Natural-language object grounding data:
^^^^

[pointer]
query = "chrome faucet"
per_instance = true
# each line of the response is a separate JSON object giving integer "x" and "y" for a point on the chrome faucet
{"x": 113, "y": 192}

^^^^

Every entry must be duplicated exactly as it was written.

▶ Result of this task:
[pointer]
query = "chrome faucet"
per_instance = true
# each line of the response is a separate JSON object giving integer "x" and "y" for a point on the chrome faucet
{"x": 113, "y": 192}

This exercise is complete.